Mexican team uses nanogel to regenerate brain tissue for Alzheimer's, Parkinson's patients

Brain

Researchers in Mexico have developed a nanogel capable of regenerating brain tissue when injected into the organ to treat such neurogenerative diseases as Parkinson’s and Alzheimer’s.

The team from the National University of Mexico (UNAM) created the biocompatible nanogel as the first designed specifically for neuron growth. Still at the experimental stage after 6 years, the gel showed promise in animal studies as a place for neurons to safely grow and regenerate within the brain.

The gel comprises nanoparticles in an interconnecting network that allows for the suspension of unhealthy neurons inside the brain. Then, with stimulation from several light phases (performed by lase tweezers), the scientists were able to “exercise” the neuron, allowing it to spontaneously act as a healthy, regenerating neuron would.

“We wanted to improve and advance the generation of biomaterials for regenerating brain tissue,” lead researcher Victor Castaño said in a statement. “During the experiments we crossed the electroencephalic barrier that keeps the brain isolated from the body; by crossing it, we were allowed to introduce the nanogel and for it to act without harming the body. We watched how, within the gel, neurons began to grow; this wouldn’t have been possible in any other way.”

On the other side of the world, the University of Singapore aided UNAM by creating the nanoparticle gelatin, which could also help during brain scans like MRI or CAT to improve the visibility of the brain.

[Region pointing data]
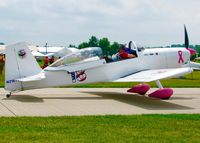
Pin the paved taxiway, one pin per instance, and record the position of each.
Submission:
(95, 101)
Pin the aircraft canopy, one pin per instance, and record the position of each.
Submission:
(80, 56)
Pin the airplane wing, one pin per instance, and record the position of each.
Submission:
(195, 66)
(36, 77)
(153, 75)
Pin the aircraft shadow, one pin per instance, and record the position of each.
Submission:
(141, 101)
(25, 98)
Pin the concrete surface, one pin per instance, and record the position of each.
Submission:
(95, 101)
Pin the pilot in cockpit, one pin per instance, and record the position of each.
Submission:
(129, 50)
(126, 53)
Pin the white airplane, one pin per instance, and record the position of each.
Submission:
(89, 66)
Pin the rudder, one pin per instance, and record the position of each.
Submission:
(20, 63)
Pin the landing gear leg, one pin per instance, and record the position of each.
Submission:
(162, 93)
(8, 95)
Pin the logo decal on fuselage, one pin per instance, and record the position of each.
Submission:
(22, 53)
(78, 76)
(181, 60)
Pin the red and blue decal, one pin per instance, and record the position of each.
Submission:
(78, 76)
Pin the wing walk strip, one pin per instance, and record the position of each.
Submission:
(153, 75)
(8, 109)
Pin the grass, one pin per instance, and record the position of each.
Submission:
(136, 128)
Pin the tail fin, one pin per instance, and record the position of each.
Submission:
(20, 63)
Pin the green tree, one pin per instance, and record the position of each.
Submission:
(93, 42)
(104, 43)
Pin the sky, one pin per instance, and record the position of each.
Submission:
(64, 22)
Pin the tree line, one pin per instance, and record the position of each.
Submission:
(107, 47)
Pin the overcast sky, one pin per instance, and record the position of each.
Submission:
(64, 22)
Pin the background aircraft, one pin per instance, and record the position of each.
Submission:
(89, 66)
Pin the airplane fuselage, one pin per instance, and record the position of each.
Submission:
(158, 58)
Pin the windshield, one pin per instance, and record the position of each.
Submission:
(81, 56)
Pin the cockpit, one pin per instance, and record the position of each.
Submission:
(91, 54)
(81, 56)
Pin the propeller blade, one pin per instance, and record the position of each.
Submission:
(186, 38)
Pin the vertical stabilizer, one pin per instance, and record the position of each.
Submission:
(20, 63)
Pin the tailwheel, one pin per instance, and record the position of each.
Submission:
(140, 89)
(162, 93)
(8, 95)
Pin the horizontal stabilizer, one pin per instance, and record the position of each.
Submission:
(153, 75)
(37, 77)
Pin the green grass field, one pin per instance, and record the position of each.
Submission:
(98, 129)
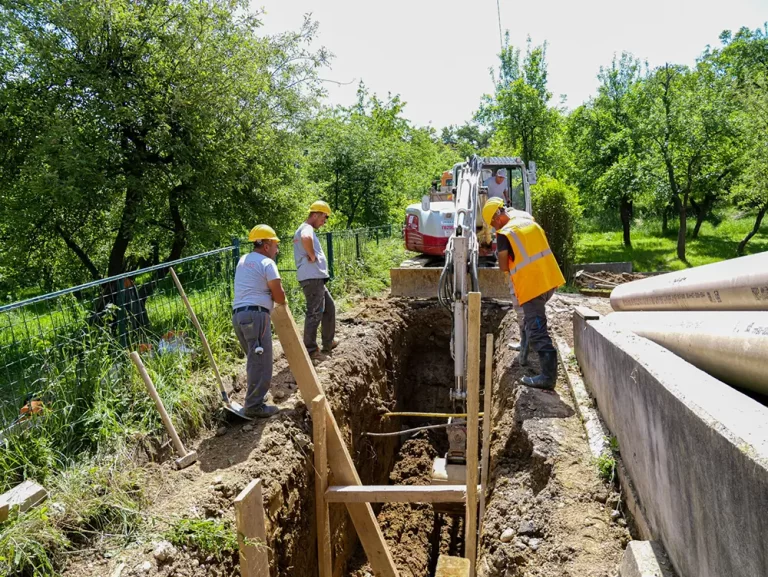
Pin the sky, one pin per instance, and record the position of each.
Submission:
(436, 54)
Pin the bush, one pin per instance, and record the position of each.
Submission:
(556, 208)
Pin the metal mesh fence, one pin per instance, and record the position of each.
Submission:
(51, 343)
(48, 342)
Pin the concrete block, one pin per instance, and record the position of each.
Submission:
(452, 566)
(22, 497)
(696, 451)
(645, 559)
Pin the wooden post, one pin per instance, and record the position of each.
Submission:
(341, 463)
(486, 455)
(325, 568)
(185, 458)
(473, 408)
(251, 531)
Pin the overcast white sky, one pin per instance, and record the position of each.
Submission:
(436, 53)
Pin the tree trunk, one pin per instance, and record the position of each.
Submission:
(754, 231)
(681, 232)
(626, 218)
(702, 210)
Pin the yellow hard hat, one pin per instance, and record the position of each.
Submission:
(262, 232)
(491, 206)
(320, 206)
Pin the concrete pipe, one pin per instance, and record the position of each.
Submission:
(738, 284)
(730, 346)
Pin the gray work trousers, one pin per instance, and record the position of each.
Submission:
(253, 330)
(535, 321)
(320, 310)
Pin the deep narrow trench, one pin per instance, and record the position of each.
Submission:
(418, 533)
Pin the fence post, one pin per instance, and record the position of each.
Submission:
(329, 246)
(121, 331)
(235, 254)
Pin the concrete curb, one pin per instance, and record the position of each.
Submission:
(645, 559)
(597, 432)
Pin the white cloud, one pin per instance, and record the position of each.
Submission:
(436, 54)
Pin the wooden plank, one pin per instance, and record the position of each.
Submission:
(473, 408)
(486, 454)
(251, 531)
(452, 567)
(159, 404)
(321, 485)
(22, 498)
(341, 463)
(397, 494)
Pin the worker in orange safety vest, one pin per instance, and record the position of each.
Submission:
(534, 275)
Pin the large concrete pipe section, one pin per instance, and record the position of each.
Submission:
(730, 346)
(739, 284)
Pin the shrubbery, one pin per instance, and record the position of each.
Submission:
(556, 208)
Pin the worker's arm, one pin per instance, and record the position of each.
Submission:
(504, 260)
(308, 243)
(278, 293)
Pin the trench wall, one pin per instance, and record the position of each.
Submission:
(695, 449)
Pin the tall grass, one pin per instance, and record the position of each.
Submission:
(98, 415)
(652, 250)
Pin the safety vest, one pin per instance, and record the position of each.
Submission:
(534, 269)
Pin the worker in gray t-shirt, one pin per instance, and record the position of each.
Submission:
(257, 288)
(312, 274)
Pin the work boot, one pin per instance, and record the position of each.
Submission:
(262, 411)
(330, 347)
(546, 380)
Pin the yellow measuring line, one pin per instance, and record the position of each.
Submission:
(435, 415)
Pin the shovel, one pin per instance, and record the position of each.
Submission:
(232, 406)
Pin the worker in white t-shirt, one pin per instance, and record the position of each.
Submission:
(257, 288)
(498, 187)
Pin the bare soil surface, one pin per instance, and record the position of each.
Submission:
(548, 512)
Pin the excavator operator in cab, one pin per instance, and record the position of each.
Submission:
(534, 275)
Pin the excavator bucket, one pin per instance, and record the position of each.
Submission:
(414, 279)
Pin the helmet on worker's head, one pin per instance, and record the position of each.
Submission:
(262, 232)
(320, 206)
(492, 205)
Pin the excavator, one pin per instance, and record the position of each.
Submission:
(464, 264)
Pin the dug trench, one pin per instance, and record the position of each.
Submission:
(548, 512)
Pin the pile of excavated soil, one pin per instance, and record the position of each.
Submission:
(548, 512)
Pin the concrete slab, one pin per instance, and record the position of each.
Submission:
(645, 559)
(695, 449)
(422, 282)
(617, 267)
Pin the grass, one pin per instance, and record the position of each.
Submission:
(98, 414)
(209, 536)
(653, 251)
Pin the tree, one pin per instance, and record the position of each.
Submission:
(688, 120)
(467, 139)
(133, 130)
(369, 162)
(519, 110)
(605, 144)
(744, 62)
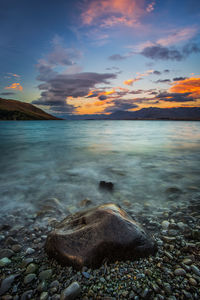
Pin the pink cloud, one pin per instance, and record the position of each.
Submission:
(115, 12)
(15, 86)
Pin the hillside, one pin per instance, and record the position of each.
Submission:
(17, 110)
(155, 113)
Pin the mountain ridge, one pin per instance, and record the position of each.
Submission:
(16, 110)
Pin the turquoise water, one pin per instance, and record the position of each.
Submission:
(67, 159)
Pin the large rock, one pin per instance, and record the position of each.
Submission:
(104, 232)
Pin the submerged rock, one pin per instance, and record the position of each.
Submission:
(104, 232)
(106, 185)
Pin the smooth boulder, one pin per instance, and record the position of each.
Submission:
(102, 233)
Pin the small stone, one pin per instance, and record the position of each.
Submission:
(10, 241)
(71, 292)
(26, 295)
(26, 261)
(55, 297)
(6, 284)
(6, 253)
(145, 293)
(125, 294)
(167, 288)
(16, 247)
(180, 272)
(31, 268)
(46, 274)
(44, 296)
(54, 283)
(168, 255)
(86, 275)
(165, 225)
(29, 251)
(192, 281)
(195, 270)
(182, 226)
(4, 261)
(169, 239)
(86, 202)
(29, 278)
(106, 185)
(42, 286)
(187, 261)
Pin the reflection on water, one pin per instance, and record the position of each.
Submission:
(67, 159)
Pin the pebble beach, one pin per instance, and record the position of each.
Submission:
(173, 273)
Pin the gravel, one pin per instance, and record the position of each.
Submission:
(173, 273)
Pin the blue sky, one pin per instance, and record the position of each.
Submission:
(93, 57)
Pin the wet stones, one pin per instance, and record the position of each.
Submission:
(71, 292)
(103, 233)
(109, 186)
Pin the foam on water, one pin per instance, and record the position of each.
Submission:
(67, 159)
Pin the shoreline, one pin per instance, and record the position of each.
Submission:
(173, 273)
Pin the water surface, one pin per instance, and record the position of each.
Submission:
(67, 159)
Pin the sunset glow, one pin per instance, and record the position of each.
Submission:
(99, 57)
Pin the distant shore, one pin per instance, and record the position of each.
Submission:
(174, 273)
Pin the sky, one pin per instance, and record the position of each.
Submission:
(88, 57)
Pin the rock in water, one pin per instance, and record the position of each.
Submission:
(104, 232)
(106, 185)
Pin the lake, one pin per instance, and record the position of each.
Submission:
(153, 162)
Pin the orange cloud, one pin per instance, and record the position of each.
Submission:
(15, 86)
(113, 12)
(131, 81)
(189, 85)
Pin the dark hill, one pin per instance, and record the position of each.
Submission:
(155, 113)
(17, 110)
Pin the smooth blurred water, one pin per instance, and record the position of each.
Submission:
(67, 159)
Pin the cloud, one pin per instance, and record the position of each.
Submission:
(177, 36)
(108, 13)
(13, 75)
(163, 81)
(157, 52)
(102, 97)
(121, 104)
(189, 85)
(131, 81)
(117, 57)
(139, 77)
(175, 97)
(156, 72)
(57, 89)
(61, 55)
(160, 52)
(15, 86)
(7, 94)
(179, 78)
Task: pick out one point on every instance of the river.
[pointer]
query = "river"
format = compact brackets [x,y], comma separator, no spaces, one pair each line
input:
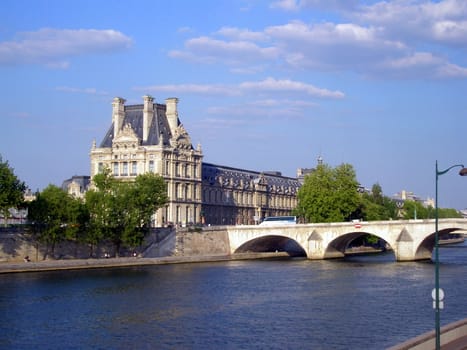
[358,302]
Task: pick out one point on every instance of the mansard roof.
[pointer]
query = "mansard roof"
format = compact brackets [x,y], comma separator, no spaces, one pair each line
[134,117]
[212,173]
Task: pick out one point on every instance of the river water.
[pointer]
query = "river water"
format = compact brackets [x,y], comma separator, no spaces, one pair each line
[361,302]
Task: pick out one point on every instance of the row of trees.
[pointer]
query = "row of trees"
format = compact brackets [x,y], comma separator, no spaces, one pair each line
[114,211]
[11,189]
[331,195]
[120,212]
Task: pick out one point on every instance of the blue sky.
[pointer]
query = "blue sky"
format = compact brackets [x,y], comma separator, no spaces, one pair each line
[263,85]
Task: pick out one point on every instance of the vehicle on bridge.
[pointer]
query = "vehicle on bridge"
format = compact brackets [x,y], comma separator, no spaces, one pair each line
[279,220]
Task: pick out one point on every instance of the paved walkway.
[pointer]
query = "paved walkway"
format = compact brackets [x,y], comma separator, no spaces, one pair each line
[75,264]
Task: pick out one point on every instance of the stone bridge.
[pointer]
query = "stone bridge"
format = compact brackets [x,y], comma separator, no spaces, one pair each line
[409,239]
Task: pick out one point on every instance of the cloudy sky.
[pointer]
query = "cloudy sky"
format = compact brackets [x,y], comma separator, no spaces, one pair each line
[263,85]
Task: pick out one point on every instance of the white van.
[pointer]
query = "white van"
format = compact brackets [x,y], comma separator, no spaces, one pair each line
[279,220]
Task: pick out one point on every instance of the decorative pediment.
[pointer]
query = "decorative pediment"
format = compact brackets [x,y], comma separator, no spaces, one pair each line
[126,137]
[181,139]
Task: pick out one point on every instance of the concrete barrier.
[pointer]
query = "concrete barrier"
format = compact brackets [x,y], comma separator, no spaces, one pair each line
[453,337]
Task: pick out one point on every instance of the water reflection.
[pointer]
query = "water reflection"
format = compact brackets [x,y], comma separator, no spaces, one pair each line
[352,303]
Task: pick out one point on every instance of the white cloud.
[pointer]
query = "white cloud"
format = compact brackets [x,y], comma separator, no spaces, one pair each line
[443,22]
[53,47]
[398,39]
[274,85]
[205,49]
[241,34]
[191,88]
[269,85]
[90,91]
[287,5]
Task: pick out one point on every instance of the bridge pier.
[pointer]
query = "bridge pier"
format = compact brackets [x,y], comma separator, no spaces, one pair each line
[411,240]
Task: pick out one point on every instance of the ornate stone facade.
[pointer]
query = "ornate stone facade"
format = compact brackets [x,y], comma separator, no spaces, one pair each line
[150,138]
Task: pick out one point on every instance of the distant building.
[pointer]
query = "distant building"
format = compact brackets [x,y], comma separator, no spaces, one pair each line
[150,138]
[77,185]
[406,195]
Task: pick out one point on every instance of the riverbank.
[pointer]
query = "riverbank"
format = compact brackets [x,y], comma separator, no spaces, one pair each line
[79,264]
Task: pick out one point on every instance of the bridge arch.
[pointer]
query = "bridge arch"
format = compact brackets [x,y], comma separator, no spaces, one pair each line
[410,239]
[338,247]
[272,243]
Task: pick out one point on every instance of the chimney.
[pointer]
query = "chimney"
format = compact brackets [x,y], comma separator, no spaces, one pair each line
[118,113]
[148,115]
[172,113]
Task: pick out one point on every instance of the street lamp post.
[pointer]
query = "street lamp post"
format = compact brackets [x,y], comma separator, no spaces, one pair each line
[462,172]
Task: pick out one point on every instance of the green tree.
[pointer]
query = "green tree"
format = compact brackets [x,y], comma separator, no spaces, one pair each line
[11,189]
[376,206]
[121,211]
[142,198]
[329,195]
[56,216]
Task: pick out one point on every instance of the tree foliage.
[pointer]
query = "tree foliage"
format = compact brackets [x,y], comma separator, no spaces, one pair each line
[121,211]
[57,216]
[329,195]
[11,189]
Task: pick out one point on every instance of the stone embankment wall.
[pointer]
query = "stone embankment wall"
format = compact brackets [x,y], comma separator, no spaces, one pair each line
[16,244]
[202,241]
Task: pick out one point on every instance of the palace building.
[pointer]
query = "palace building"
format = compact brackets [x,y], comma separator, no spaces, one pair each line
[149,137]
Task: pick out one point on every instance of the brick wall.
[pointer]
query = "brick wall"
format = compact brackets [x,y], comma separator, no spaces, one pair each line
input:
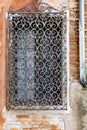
[22,120]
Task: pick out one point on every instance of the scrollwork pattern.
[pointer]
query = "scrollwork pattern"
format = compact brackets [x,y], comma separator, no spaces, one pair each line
[36,61]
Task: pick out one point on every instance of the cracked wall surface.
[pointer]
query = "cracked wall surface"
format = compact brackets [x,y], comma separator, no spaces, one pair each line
[76,118]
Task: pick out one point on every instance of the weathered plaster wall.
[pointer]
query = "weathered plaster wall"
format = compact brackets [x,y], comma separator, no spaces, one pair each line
[76,118]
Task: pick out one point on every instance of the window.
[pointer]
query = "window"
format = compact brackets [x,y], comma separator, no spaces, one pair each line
[37,61]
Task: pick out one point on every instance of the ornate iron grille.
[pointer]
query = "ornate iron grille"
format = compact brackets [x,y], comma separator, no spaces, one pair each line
[37,61]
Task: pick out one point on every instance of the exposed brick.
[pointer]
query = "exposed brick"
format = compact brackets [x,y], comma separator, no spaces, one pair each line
[14,129]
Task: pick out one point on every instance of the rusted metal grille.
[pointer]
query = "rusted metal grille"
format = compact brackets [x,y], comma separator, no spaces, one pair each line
[37,61]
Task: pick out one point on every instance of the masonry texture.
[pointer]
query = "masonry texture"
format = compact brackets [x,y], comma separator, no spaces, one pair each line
[76,118]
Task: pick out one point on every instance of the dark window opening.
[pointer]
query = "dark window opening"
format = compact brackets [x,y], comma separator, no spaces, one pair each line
[36,61]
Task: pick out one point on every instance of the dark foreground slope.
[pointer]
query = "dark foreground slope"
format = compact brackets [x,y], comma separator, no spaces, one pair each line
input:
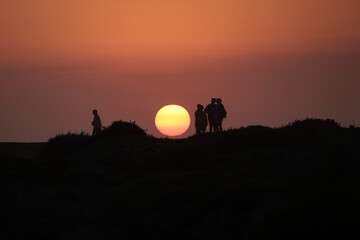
[297,182]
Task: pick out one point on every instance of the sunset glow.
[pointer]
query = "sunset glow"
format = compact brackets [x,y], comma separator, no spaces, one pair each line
[172,120]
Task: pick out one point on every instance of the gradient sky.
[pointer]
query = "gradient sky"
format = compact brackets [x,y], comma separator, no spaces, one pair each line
[270,61]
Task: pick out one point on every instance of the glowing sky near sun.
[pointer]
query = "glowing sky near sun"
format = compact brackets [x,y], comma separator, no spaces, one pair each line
[172,120]
[270,61]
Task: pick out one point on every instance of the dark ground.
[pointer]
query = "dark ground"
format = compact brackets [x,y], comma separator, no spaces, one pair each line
[296,182]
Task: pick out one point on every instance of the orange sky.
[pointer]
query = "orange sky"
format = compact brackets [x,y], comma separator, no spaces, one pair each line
[60,59]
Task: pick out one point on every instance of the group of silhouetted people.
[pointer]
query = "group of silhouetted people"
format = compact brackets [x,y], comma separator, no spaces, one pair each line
[214,113]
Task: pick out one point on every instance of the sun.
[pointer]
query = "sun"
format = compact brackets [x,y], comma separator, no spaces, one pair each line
[172,120]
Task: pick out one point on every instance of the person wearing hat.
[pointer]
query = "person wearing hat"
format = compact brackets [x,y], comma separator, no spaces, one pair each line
[200,120]
[96,123]
[221,113]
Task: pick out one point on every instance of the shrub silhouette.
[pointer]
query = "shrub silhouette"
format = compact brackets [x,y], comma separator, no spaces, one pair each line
[120,128]
[314,123]
[65,144]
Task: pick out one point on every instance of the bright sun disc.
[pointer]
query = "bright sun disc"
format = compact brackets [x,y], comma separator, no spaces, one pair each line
[172,120]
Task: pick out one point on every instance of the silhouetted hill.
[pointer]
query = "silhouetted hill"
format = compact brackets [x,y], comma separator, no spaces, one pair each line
[299,181]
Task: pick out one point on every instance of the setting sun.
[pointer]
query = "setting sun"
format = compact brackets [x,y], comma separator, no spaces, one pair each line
[172,120]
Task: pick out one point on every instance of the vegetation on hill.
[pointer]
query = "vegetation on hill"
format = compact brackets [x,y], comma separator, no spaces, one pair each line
[299,181]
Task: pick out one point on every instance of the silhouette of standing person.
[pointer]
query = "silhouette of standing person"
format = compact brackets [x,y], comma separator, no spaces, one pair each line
[96,123]
[200,119]
[212,112]
[221,113]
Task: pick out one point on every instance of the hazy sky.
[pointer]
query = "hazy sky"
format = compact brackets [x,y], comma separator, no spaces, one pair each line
[270,61]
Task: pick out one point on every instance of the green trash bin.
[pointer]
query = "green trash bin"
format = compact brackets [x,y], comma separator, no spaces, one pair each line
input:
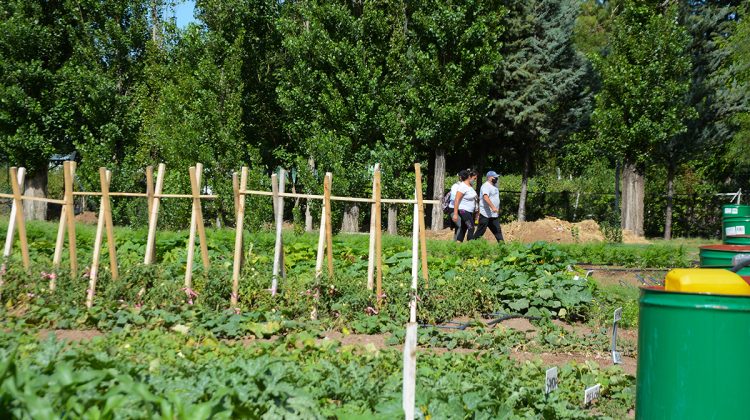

QUESTIONS TO ANSWER
(a) In the nanogel article, which university created the nanoparticle gelatin?
(b) Please retype a passage of the nanogel article word for word, beginning at the words "The team from" and stopping after "within the brain.".

RESPONSES IN ORDER
(a) The University of Singapore created it.

(b)
The team from the National University of Mexico (UNAM) created the biocompatible nanogel as the first designed specifically for neuron growth. Still at the experimental stage after 6 years, the gel showed promise in animal studies as a place for neurons to safely grow and regenerate within the brain.